(WHAT IS NEEDED) Reproduce all of the rows below verbatim, omitting the picture.

(EXERCISE INPUTS)
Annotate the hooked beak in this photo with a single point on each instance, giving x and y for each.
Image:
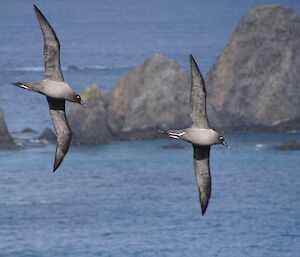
(225, 144)
(83, 104)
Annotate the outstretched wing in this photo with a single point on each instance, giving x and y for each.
(51, 49)
(198, 97)
(62, 129)
(202, 173)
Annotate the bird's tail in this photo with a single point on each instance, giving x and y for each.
(24, 85)
(173, 133)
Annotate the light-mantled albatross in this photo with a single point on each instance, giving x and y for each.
(200, 135)
(54, 88)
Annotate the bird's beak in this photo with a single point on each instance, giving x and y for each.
(226, 145)
(83, 104)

(REPLY TO THE TASK)
Annotate the hooked beak in this photo with a single point on each instance, giving x and y for each.
Image:
(225, 144)
(83, 104)
Annotate the outstretched wing in this photo with a single point on each instance, giving x and y for each.
(51, 49)
(198, 97)
(62, 129)
(202, 173)
Annotate the bird's tail in this photo with a single point on each instance, giving x and y for each.
(24, 85)
(173, 133)
Annotate the light-mantled albatross in this photo with a single point on each instance, giving x and y for each.
(200, 135)
(54, 88)
Annotate the bird's beak in this photo with a single point on each instance, giving x and y for each.
(226, 145)
(83, 104)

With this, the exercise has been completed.